Extract to read: Begin
Kaya lamang ay walang may gusto ng okasyon.
Ang tatay na lumisan, bigla-biglang nagbalik.
Nadama mo pa kaya ang kaniyang paghalik?
Marami ang kamerang sa iyo’y nakatutok.
Sakto at naka-make up at maayos ang buhok.
Marami ang dumayo upang ika’y makita.
Hindi ba’t pangarap mong paglaki’y mag-artista?
Ang bilang ng bisita ay lampas isang daan.
Mayroon pang parada, may badya man ng ulan.
Buhat-buhat ka nilang lumakad sa baha.
Mayroong lumuluha. Mayroong natulala.
Pagdaan sa simbahan ang lahat ay nagdasal.
Hiling para sa iyo’y mapayapang paghimlay.
Maging ang katarunga’y kanilang hinihingi,
Naunawaan mo ba ang sinabi ng pari?
Sana ay natuwa ka sa maraming nangyari.
Sa patutunguhan mo’y mas masayang parati.
Lalaya ka sa sakit at lalayo sa gulo.
Hindi dapat sa iyo ang madilim na mundo.
Engaged in IT work, Pentero admitted poetry remains a hobby, an unprofitable one. He said in Filipino, “Walang yumayaman sa tula (Nobody gets rich in poetry).”
Moonlight is available at Lazada and the Librong LIRA Facebook page.
***

Therese B. Rodriguez (Photo by Martin Romero)
Therese B. Rodriguez, a longtime US immigrant, debuts as an author with a compilation of 50 poems called Parañaque to New York City, published independently by Buensalido Public Relations Agency. I say hurrah to the publisher for daring to underwrite poetry, which is not exactly found on the national bestseller list.
Extract to read: End
Source data: Begin
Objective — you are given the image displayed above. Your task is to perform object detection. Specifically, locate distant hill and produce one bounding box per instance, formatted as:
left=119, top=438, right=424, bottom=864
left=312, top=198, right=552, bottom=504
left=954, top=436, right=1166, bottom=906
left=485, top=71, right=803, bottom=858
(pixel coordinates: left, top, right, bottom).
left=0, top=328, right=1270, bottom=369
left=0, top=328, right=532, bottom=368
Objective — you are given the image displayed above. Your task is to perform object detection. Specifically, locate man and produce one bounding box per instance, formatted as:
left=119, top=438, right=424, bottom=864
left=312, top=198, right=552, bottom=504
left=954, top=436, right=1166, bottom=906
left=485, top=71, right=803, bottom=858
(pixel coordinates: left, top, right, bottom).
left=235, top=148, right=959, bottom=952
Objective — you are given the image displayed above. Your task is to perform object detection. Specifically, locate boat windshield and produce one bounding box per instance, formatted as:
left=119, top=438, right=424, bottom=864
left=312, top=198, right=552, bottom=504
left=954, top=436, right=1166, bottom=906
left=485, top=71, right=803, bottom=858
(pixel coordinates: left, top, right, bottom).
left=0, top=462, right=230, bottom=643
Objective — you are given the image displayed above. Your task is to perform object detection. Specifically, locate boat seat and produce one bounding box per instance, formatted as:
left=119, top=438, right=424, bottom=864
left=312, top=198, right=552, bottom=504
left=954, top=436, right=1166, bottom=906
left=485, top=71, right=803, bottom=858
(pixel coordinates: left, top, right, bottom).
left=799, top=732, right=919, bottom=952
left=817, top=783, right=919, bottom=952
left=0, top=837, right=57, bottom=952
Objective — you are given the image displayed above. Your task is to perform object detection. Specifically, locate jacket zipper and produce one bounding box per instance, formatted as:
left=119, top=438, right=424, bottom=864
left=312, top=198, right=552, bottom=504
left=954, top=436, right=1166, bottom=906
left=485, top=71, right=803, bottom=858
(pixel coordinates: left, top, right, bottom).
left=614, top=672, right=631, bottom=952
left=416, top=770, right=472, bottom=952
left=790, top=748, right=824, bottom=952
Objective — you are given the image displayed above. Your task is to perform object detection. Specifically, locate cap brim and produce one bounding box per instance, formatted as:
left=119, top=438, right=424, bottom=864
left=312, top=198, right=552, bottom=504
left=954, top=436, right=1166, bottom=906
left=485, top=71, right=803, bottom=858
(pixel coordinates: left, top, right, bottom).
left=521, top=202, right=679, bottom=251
Source data: End
Source data: Begin
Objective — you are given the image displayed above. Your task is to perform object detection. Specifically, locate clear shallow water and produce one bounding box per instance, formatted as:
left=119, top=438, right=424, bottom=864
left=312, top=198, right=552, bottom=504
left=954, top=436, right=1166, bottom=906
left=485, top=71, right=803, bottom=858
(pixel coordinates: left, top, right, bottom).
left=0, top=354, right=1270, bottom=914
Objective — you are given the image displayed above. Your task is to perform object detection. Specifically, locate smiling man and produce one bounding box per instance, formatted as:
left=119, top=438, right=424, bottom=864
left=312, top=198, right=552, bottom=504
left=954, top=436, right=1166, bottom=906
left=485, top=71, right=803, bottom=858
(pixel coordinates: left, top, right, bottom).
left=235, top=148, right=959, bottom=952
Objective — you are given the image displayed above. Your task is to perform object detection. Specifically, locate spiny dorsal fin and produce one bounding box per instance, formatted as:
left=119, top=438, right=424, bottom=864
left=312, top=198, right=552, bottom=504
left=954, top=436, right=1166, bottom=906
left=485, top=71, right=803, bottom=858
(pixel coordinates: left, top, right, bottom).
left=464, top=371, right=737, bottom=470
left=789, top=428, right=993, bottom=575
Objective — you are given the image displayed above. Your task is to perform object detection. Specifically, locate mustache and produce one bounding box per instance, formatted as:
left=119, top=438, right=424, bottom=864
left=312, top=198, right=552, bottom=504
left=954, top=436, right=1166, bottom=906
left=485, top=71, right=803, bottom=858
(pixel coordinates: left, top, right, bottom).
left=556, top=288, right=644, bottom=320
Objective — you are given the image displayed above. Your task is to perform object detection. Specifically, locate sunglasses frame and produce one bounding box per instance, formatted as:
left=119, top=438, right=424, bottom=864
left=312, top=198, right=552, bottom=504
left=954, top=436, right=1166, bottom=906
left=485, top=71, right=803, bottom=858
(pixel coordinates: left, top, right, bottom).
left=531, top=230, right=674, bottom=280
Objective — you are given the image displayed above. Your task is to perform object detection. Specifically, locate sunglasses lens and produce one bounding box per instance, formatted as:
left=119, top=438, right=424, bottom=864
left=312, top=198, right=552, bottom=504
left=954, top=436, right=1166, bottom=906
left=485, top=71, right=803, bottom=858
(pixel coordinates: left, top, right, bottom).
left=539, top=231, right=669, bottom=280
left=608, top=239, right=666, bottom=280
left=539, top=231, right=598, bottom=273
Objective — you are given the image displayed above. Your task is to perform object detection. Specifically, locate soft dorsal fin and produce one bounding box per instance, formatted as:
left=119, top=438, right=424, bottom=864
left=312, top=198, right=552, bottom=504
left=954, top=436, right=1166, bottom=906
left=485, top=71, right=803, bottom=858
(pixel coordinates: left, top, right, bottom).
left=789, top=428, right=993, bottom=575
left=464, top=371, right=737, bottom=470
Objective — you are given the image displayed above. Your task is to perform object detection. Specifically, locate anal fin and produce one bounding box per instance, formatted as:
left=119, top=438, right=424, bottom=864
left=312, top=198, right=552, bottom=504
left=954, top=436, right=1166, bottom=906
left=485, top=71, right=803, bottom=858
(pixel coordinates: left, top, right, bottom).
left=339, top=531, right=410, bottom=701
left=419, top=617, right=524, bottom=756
Source data: End
Tasks to carry out:
**1.** Could you copy out the stretch of the poetry extract from "Marami ang dumayo" through "madilim na mundo."?
**2.** Do these statements agree with the poetry extract? Give yes or no for each, quoting the words that decide it. (a) Pentero works in IT. (b) Rodriguez's compilation holds 40 poems. (c) Moonlight can be bought at Lazada.

Responses by item number:
**1.**
Marami ang dumayo upang ika’y makita.
Hindi ba’t pangarap mong paglaki’y mag-artista?
Ang bilang ng bisita ay lampas isang daan.
Mayroon pang parada, may badya man ng ulan.
Buhat-buhat ka nilang lumakad sa baha.
Mayroong lumuluha. Mayroong natulala.
Pagdaan sa simbahan ang lahat ay nagdasal.
Hiling para sa iyo’y mapayapang paghimlay.
Maging ang katarunga’y kanilang hinihingi,
Naunawaan mo ba ang sinabi ng pari?
Sana ay natuwa ka sa maraming nangyari.
Sa patutunguhan mo’y mas masayang parati.
Lalaya ka sa sakit at lalayo sa gulo.
Hindi dapat sa iyo ang madilim na mundo.

**2.**
(a) Yes: "Engaged in IT work"
(b) No: "a compilation of 50 poems"
(c) Yes: "Moonlight is available at Lazada"